What is required:
Write out, character for character, the line containing "[trace] red umbrella" and all lines after it up to the end of the listing.

-- BEGIN Source records --

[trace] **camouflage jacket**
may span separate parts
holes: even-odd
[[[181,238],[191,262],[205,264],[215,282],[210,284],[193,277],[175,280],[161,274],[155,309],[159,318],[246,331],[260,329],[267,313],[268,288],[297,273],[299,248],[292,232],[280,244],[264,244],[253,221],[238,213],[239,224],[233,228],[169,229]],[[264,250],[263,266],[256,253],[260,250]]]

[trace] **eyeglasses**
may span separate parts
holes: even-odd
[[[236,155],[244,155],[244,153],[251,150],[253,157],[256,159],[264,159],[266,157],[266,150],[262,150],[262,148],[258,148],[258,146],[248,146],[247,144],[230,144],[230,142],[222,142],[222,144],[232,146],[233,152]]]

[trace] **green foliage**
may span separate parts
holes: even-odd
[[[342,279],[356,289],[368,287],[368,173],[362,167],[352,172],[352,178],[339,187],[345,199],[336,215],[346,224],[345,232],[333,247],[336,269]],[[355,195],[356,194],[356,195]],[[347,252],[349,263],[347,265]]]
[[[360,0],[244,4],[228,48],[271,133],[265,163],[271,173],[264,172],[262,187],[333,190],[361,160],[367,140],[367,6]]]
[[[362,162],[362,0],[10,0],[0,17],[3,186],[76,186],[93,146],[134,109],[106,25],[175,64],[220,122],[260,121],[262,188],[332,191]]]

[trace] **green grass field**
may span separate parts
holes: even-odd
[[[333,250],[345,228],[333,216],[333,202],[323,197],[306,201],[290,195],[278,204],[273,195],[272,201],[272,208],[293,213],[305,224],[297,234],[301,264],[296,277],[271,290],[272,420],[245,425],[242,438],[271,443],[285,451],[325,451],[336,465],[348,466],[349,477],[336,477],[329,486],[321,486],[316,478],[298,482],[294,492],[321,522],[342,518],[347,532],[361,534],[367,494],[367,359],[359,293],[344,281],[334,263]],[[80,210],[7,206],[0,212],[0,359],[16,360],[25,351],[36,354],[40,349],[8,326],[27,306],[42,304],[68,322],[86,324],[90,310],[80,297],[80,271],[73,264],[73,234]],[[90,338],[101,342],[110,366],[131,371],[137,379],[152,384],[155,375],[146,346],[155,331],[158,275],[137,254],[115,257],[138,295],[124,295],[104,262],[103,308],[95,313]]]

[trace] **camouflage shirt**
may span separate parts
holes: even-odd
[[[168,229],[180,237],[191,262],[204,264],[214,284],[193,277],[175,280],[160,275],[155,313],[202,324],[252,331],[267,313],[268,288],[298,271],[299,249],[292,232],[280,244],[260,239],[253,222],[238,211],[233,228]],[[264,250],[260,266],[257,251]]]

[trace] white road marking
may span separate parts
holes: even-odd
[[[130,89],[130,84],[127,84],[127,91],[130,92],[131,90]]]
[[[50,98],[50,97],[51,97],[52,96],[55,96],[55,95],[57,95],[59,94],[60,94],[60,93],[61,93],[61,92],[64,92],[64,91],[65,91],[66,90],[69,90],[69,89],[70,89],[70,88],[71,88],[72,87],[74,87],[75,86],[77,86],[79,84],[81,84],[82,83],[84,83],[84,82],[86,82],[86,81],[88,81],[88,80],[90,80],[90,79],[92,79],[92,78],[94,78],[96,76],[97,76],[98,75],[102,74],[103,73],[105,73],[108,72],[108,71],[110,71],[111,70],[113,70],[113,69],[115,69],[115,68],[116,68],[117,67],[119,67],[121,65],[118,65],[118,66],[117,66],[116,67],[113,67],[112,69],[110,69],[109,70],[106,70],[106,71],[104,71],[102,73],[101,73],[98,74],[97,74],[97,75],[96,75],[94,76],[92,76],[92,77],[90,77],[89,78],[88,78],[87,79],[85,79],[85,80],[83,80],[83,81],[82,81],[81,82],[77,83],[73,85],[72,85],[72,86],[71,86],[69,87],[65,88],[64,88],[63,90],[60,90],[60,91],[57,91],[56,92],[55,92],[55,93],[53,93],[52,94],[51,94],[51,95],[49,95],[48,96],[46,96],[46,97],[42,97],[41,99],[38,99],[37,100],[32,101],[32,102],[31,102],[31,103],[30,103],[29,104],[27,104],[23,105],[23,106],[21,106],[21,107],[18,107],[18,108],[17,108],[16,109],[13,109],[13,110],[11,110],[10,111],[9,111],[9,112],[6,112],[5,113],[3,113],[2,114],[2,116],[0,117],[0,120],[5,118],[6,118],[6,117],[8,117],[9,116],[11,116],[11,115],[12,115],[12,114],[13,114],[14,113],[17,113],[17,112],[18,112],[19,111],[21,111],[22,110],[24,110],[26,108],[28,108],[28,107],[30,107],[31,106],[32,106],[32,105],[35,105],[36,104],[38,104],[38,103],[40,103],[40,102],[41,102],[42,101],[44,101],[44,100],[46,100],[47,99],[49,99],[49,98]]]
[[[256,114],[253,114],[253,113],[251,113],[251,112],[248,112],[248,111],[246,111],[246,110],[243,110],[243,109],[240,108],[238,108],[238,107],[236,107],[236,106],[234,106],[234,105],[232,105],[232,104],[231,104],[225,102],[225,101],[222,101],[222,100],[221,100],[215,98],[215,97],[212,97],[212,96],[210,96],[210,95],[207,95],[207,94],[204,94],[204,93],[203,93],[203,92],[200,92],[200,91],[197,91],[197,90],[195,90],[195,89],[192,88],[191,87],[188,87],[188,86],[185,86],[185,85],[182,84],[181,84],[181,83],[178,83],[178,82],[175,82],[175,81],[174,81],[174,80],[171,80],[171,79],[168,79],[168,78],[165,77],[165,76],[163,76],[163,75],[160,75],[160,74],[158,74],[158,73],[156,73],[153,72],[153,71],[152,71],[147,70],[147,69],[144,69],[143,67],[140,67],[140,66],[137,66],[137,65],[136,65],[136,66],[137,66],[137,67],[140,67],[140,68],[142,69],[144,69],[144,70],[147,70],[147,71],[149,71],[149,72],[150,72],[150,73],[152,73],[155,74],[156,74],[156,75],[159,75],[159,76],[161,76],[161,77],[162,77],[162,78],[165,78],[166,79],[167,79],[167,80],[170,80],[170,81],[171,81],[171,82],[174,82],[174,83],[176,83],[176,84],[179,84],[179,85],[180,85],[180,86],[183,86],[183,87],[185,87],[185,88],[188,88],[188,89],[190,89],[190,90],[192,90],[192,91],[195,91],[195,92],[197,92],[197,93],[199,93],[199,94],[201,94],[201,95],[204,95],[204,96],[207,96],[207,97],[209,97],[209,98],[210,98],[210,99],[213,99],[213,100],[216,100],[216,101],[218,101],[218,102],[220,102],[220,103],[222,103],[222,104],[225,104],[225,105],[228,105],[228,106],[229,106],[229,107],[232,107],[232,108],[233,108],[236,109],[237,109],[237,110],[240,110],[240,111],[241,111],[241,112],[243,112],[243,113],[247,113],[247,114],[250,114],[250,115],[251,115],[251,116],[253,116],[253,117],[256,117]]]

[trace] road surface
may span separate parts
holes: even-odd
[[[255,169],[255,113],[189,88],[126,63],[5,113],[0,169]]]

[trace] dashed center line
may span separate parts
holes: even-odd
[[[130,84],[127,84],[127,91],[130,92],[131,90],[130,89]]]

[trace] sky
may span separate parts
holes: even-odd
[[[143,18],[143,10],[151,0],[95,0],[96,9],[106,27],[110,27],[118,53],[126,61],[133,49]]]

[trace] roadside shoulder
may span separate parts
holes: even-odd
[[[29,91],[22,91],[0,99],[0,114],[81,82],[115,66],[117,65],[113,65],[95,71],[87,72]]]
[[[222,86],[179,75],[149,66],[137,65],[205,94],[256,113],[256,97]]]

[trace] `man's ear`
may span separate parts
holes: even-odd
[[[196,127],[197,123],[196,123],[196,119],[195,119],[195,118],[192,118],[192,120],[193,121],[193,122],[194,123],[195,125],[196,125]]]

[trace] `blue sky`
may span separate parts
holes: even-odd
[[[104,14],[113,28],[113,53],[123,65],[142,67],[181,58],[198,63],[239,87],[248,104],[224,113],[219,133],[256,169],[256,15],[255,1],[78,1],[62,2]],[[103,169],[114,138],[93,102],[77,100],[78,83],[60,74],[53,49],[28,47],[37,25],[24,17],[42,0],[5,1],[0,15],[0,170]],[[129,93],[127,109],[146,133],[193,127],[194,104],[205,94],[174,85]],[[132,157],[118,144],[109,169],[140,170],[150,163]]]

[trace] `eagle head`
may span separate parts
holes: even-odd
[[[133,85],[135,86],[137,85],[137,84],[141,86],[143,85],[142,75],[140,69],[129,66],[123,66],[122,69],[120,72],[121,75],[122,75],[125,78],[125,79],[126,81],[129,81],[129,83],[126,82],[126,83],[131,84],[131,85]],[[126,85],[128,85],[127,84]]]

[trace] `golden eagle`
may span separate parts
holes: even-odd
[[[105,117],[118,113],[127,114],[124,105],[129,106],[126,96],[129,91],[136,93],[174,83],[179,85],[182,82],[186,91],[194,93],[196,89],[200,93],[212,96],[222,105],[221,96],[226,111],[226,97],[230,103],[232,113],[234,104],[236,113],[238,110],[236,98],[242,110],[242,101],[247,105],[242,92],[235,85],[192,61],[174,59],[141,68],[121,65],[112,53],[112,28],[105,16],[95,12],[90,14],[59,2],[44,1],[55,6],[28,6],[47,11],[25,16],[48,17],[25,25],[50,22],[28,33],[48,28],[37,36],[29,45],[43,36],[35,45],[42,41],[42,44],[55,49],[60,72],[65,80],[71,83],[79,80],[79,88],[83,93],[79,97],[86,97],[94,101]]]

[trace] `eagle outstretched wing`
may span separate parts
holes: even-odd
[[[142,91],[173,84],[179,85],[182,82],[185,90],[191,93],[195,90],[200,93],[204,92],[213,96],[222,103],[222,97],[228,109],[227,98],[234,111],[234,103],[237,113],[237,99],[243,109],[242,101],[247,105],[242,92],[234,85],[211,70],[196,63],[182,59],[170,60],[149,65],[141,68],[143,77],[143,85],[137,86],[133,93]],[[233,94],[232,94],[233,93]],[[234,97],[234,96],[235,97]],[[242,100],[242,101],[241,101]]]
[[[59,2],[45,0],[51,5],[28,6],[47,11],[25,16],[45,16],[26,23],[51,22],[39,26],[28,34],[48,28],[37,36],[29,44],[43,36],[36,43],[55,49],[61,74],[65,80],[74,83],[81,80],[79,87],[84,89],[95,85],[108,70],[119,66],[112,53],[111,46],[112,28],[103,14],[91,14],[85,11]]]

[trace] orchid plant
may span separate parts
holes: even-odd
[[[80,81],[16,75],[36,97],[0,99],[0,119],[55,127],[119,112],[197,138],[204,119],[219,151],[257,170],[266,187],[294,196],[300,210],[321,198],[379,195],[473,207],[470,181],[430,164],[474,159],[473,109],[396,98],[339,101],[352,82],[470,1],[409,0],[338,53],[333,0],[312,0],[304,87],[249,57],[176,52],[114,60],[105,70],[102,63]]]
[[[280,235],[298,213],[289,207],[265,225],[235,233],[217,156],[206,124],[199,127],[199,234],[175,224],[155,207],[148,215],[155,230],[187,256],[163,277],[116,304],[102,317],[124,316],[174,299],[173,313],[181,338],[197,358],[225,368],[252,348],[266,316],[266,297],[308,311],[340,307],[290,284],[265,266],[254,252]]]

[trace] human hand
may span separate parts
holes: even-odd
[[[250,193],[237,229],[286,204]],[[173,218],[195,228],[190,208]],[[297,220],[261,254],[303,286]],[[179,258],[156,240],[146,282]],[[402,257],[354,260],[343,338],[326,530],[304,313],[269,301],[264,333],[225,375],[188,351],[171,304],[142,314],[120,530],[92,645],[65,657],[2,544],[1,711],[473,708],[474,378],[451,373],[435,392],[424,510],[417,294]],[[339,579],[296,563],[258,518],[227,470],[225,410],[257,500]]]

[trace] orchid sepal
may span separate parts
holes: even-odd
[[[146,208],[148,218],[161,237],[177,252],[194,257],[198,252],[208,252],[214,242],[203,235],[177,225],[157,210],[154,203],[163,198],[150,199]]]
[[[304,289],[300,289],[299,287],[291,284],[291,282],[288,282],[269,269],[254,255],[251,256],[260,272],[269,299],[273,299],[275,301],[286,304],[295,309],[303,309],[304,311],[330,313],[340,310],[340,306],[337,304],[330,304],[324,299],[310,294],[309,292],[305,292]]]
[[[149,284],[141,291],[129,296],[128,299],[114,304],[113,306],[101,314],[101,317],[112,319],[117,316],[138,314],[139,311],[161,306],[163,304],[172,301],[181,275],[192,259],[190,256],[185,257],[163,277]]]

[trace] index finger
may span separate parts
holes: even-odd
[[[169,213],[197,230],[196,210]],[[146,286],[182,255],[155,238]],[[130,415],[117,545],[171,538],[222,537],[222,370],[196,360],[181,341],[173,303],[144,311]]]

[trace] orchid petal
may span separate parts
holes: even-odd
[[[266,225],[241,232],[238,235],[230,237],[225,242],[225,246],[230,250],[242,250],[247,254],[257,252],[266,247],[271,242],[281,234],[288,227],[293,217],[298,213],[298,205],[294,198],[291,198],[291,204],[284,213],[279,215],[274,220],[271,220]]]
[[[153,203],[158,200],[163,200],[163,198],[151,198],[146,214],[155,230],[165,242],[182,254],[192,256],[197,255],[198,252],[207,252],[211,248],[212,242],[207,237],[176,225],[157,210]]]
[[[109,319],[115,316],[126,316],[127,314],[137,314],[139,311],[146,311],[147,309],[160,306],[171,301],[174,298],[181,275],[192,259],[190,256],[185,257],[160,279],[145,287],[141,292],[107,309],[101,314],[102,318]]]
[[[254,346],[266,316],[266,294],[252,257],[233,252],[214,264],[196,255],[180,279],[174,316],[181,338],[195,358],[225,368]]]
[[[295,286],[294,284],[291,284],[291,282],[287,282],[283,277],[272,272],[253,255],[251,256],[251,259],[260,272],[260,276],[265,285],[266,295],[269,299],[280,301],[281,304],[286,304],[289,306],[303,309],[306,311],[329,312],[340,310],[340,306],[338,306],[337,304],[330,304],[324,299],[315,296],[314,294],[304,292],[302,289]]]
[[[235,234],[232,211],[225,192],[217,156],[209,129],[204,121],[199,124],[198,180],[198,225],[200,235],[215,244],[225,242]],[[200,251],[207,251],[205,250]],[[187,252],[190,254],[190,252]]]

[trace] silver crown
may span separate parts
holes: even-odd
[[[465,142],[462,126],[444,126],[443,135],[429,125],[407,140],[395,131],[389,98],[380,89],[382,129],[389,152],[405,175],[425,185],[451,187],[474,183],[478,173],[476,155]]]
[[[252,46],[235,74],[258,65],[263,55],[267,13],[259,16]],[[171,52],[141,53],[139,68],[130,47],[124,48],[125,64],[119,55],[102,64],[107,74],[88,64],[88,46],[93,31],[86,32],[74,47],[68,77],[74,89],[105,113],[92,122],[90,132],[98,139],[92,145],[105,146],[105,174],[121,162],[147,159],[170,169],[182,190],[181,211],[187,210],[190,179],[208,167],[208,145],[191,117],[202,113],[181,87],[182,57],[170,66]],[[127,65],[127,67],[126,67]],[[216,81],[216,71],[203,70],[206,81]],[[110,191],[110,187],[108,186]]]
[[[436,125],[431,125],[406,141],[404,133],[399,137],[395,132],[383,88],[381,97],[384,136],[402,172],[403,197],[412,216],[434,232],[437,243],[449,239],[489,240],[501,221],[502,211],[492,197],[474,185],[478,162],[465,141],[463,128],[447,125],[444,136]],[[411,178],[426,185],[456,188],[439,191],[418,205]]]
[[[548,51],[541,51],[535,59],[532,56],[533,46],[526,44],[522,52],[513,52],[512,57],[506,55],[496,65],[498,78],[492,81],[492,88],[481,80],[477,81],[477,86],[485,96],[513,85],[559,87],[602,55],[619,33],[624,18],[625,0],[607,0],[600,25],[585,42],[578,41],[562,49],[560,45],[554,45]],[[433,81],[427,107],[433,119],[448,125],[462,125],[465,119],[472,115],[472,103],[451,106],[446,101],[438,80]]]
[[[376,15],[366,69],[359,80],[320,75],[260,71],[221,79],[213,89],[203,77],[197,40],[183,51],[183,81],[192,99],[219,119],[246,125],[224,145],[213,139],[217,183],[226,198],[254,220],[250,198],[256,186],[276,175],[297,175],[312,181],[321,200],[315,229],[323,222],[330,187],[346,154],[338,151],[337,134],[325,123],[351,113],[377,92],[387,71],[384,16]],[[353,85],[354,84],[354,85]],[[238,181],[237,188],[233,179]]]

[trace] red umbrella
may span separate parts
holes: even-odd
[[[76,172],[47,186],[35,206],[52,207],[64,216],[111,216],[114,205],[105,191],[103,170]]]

-- END Source records --

Result for this exercise:
[trace] red umbrella
may span separate parts
holes: even-odd
[[[76,172],[47,186],[35,206],[52,207],[64,216],[111,216],[114,205],[105,191],[103,170]]]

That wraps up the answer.